# Exercise directions
Write out each entry below exactly; the images do not belong in your copy.

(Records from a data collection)
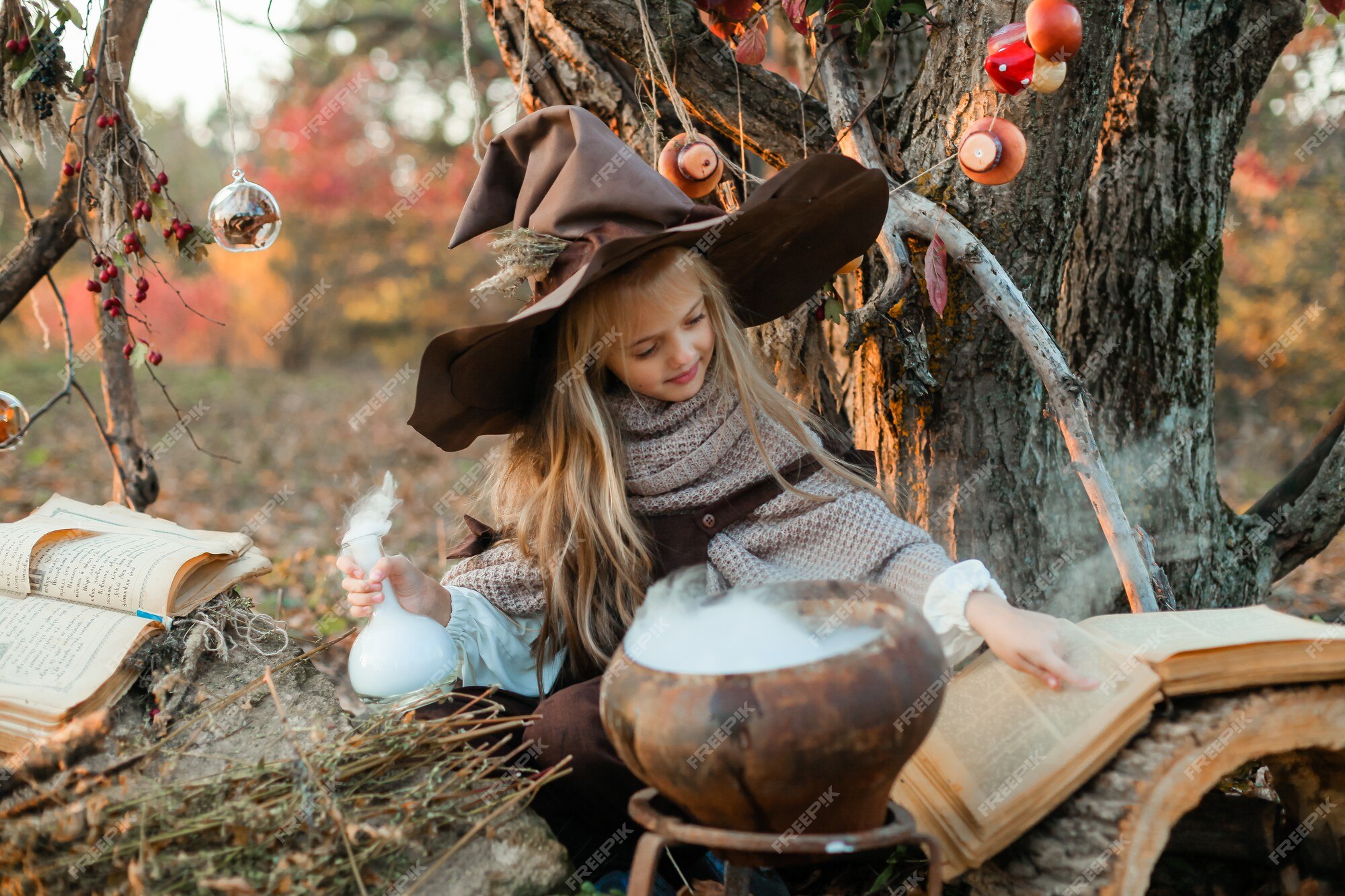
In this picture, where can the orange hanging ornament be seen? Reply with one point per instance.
(992, 154)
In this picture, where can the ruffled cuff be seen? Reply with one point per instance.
(946, 607)
(496, 646)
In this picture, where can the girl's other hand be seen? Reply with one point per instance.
(416, 591)
(1026, 639)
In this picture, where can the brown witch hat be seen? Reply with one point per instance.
(563, 175)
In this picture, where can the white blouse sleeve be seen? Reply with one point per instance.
(496, 646)
(946, 604)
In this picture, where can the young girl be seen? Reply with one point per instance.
(654, 438)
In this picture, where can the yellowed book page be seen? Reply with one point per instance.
(114, 517)
(53, 654)
(1003, 736)
(1156, 637)
(212, 579)
(119, 571)
(18, 541)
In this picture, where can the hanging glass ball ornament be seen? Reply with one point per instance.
(14, 417)
(244, 216)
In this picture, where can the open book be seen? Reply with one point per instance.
(1007, 749)
(81, 588)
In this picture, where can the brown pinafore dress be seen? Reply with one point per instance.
(587, 805)
(684, 540)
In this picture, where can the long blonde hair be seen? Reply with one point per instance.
(560, 486)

# Written answer
In this picture, where can the orange hanging ornament be seen? Reply with one point per instance.
(992, 154)
In this picture, where can the ruffled cuff be seen? Reply with one point per instance.
(946, 607)
(496, 646)
In this picture, where can the girl's other hand be seen? Reply with one point per instance.
(416, 591)
(1026, 639)
In this picture, where can the brown witch hat be seen? Reply with one point per instance.
(563, 175)
In this picture, where can the white blouse sleeve be seen? Reply with one point per instance.
(496, 646)
(946, 604)
In this picture, where can the young girl be seen? Reply with one point per instance.
(654, 438)
In this picture, where can the yellowed book page be seen? Reply with one point per instance.
(114, 517)
(53, 654)
(1003, 736)
(1156, 637)
(212, 579)
(119, 571)
(18, 541)
In this picture, where can the hanging glass ball ornament be seen? Reply with one point per instance.
(14, 417)
(244, 216)
In this picture, where can the open book be seen? Reply with one point per instance.
(1007, 749)
(81, 588)
In this picture, where can the brown pinafore dress be seen? Reply with one point per instance.
(587, 805)
(684, 540)
In this picture, where can the long blonde hair be seen? Reply with one point per instance.
(560, 486)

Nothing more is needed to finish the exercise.